RECORDS SUPPLIED
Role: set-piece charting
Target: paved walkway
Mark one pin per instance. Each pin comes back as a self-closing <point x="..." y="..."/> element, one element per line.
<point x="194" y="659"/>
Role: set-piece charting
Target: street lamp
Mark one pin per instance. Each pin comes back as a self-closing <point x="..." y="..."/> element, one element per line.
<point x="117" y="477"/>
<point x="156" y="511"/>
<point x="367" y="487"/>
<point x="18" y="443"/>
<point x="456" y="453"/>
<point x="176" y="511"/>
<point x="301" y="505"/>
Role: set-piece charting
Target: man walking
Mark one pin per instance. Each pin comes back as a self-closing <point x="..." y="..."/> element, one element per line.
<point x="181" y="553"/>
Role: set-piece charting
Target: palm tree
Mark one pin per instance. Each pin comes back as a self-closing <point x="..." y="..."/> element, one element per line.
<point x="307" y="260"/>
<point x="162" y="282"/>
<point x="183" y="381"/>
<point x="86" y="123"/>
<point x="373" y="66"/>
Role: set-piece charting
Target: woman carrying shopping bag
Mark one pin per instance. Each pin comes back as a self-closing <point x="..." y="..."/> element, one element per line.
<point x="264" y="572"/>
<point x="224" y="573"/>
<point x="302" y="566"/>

EXERCISE
Give the material again, complete and unaltered.

ANSWER
Role: set-piece charting
Target: paved walkway
Mark one pin per instance. Each pin comes back as a self-closing <point x="..." y="..."/> element, one element per line.
<point x="194" y="659"/>
Role: set-piece charting
Target: street lamp
Mark one pin per instance. Each pin comes back as a self-closing <point x="..." y="..."/> element, one element per line.
<point x="117" y="477"/>
<point x="156" y="511"/>
<point x="367" y="487"/>
<point x="18" y="443"/>
<point x="456" y="453"/>
<point x="176" y="511"/>
<point x="301" y="505"/>
Role: set-piece charting
Target: man walking
Mark one pin per instance. Each pin comes back as a self-closing <point x="..." y="..."/> element, one element per line.
<point x="181" y="553"/>
Role: set-piece charting
Target: palm tree
Mark one pin per instance. Each pin comes back as a self-closing <point x="..." y="..."/> element, one element per line.
<point x="307" y="260"/>
<point x="162" y="282"/>
<point x="183" y="381"/>
<point x="86" y="123"/>
<point x="373" y="66"/>
Role: set-piece charting
Target: woman carrying shopping bag
Mark one pin per instance. Each pin comes back as a self-closing <point x="..." y="..."/> element, one element per line.
<point x="264" y="572"/>
<point x="224" y="573"/>
<point x="302" y="566"/>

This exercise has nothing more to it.